■ **Requirement**: From the entries below, copy out each line that contains the word "construction".

■ **Material for this exercise**:

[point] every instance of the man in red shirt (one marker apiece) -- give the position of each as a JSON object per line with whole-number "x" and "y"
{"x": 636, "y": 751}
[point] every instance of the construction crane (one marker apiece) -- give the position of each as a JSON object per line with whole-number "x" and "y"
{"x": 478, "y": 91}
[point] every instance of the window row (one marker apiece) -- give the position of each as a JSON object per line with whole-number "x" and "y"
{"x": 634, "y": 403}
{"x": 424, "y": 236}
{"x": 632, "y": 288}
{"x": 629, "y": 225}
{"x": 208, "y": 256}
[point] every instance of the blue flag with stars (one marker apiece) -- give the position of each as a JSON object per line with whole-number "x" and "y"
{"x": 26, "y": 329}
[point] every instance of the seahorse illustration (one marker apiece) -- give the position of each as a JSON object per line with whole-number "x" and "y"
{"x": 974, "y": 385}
---
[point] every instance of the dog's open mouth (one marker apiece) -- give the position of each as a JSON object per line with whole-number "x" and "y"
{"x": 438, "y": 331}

■ **Exercise response**:
[point] every instance of the construction crane (one marker apiece) -- give the position of each as a JSON object per line with whole-number "x" and "y"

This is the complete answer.